(Stored data entries)
▽

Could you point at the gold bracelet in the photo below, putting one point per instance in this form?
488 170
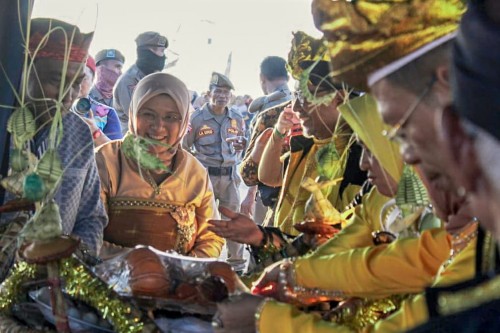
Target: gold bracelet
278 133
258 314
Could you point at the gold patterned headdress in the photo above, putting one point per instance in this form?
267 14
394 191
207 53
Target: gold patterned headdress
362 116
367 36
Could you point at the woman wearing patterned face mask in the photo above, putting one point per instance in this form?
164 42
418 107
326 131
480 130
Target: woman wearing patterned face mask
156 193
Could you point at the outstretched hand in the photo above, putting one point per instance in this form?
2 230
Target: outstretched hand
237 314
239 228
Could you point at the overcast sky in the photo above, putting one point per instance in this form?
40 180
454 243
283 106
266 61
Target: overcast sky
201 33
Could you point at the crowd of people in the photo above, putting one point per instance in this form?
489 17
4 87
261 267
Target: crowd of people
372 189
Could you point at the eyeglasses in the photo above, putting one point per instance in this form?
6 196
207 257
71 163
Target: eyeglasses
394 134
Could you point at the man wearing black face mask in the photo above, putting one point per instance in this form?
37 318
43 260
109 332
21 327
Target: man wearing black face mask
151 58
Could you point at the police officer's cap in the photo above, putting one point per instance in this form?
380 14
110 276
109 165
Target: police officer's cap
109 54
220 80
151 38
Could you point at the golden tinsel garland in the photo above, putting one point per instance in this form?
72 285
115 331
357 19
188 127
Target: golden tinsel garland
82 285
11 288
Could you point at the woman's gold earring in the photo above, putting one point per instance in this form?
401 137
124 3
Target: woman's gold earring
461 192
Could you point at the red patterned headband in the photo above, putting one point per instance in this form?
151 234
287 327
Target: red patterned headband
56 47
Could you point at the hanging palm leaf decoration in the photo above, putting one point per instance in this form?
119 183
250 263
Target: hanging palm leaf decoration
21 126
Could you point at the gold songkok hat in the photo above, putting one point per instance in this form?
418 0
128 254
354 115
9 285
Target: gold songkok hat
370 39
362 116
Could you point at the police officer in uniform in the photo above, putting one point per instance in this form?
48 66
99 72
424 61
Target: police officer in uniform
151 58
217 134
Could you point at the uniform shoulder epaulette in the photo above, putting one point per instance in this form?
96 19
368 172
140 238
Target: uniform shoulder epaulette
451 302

△
▽

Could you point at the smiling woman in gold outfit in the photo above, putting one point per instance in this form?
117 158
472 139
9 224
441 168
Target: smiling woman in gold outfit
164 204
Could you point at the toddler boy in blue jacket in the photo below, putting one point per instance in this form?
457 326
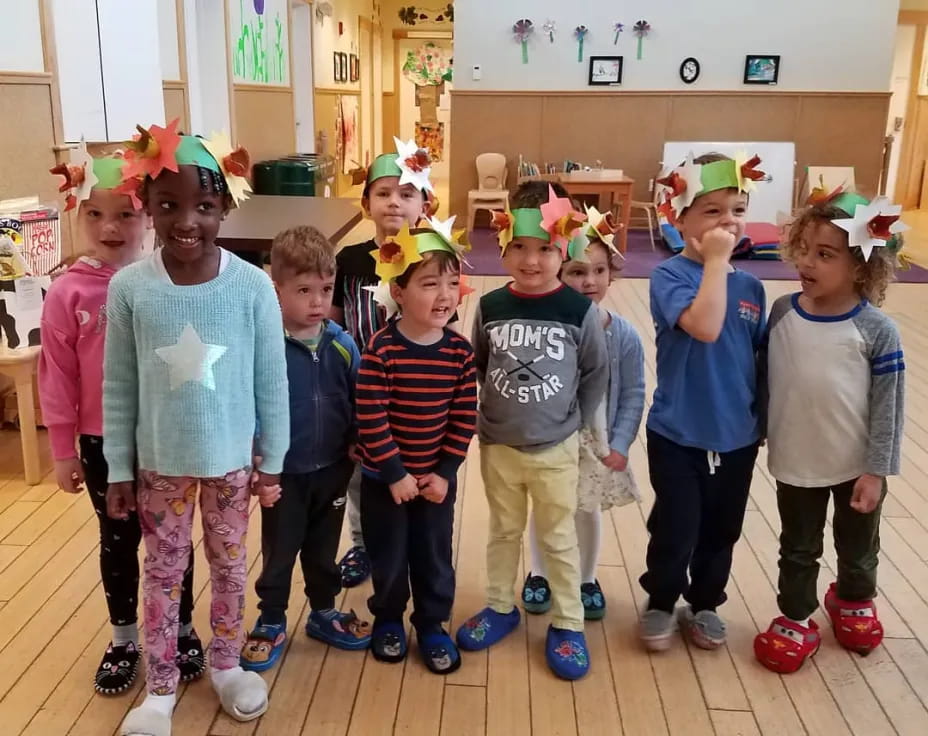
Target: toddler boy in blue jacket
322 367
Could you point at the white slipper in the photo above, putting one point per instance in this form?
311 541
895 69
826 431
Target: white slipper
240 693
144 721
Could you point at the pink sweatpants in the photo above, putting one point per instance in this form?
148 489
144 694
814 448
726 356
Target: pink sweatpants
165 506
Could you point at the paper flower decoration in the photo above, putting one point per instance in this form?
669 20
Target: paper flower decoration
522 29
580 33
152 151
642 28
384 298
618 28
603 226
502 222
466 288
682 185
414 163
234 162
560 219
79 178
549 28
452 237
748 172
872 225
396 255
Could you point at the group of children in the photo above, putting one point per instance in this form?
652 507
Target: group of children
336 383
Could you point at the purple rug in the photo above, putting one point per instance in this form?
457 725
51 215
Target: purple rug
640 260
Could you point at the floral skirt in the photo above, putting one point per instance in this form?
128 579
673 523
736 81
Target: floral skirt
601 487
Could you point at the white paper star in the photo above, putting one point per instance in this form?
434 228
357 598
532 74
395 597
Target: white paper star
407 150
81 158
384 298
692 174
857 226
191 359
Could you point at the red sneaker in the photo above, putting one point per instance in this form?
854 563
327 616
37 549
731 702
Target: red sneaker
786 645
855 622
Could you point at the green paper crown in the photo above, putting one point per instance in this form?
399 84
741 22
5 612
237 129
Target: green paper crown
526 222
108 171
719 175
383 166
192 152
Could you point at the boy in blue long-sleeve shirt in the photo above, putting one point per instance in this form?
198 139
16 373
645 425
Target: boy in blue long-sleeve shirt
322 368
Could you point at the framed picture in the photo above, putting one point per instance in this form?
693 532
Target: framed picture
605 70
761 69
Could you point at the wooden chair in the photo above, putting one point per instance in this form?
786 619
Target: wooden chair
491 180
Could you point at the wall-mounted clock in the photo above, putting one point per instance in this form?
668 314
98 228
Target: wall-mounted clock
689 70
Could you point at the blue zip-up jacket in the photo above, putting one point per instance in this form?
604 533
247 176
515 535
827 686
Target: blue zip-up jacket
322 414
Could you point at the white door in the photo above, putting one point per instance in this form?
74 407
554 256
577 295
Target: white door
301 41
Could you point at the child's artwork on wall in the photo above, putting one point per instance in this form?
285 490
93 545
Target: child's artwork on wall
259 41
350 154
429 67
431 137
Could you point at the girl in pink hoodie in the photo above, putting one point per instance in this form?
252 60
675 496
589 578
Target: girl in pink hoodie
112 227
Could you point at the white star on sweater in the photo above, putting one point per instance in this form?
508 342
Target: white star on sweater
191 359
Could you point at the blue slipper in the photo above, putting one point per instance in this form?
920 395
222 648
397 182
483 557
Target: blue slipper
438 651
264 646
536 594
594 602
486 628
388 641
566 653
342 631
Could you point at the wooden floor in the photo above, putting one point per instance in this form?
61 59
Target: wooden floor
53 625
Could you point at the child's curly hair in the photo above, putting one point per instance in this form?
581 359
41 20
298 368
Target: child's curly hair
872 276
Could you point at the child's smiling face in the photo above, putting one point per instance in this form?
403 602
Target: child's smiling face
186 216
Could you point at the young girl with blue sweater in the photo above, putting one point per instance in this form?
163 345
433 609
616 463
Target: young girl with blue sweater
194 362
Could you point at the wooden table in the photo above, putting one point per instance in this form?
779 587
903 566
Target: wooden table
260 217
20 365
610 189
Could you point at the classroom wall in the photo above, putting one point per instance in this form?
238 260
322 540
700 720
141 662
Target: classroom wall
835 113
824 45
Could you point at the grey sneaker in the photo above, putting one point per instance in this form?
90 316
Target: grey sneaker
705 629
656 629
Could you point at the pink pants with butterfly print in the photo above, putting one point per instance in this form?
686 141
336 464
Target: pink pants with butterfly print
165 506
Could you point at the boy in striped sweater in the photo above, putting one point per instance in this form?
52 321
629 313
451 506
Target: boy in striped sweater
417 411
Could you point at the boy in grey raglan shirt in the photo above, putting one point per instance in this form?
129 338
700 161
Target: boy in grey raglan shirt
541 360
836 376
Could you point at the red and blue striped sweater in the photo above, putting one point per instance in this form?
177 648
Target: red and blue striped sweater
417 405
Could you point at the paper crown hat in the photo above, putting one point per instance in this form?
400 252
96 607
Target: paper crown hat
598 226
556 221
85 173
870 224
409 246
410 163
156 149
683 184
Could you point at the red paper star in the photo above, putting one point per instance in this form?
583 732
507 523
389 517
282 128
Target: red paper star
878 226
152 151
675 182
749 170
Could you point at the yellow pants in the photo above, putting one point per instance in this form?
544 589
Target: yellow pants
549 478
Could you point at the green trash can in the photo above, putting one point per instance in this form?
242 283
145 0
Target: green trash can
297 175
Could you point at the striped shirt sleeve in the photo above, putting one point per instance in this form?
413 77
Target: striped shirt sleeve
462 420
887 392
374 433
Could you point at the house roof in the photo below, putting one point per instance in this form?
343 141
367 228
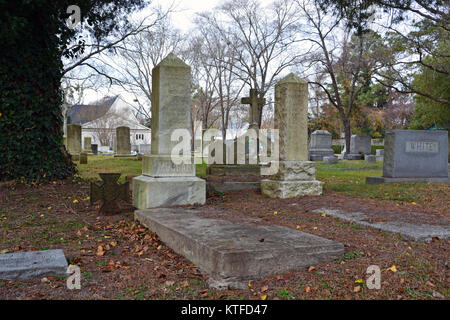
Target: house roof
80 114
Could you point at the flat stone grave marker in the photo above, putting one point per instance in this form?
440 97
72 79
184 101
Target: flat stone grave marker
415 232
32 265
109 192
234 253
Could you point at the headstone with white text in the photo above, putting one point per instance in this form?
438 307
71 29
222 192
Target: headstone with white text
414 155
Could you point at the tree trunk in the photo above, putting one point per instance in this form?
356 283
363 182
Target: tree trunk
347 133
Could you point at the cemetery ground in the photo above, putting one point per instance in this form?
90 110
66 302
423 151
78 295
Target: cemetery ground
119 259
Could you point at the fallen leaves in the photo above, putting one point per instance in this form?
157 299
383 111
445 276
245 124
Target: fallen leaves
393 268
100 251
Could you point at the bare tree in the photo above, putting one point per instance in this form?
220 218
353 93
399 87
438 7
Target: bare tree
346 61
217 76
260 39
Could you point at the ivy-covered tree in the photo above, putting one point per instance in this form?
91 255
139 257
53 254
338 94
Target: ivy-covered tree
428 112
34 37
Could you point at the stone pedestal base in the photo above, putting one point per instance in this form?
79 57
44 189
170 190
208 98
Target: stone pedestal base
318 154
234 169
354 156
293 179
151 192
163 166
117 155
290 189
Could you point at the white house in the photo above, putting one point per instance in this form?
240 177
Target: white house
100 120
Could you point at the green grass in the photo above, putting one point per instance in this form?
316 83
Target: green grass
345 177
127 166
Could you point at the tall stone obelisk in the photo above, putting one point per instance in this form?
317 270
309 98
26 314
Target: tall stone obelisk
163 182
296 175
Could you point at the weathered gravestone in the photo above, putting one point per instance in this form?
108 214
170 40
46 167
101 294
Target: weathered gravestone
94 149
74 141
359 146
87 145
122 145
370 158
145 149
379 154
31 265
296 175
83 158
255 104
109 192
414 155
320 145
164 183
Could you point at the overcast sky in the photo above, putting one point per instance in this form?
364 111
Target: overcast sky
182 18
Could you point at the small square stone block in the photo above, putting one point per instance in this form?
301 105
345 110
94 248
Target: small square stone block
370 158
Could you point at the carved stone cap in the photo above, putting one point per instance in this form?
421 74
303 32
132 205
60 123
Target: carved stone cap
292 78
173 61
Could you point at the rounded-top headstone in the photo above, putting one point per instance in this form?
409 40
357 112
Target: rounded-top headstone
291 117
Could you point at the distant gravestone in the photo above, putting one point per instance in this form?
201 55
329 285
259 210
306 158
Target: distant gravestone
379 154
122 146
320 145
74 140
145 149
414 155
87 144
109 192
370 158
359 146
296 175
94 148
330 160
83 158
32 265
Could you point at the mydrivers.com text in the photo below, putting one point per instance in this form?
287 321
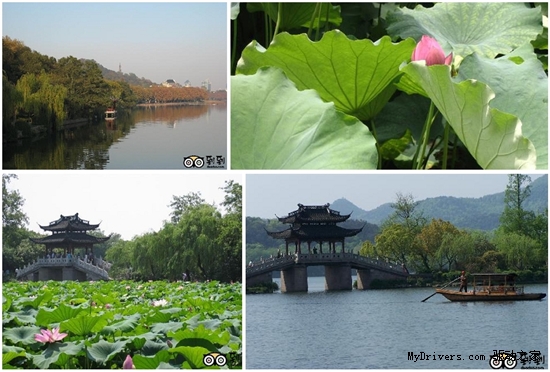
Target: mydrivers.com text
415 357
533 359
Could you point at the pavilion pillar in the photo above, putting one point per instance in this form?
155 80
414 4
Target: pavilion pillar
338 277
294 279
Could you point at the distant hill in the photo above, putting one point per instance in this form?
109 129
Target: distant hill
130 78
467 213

△

:: Exercise directions ::
Since only the total is wanted, work out how many lines of the data above contain "below" and state it alone.

:: Solved exercise ::
4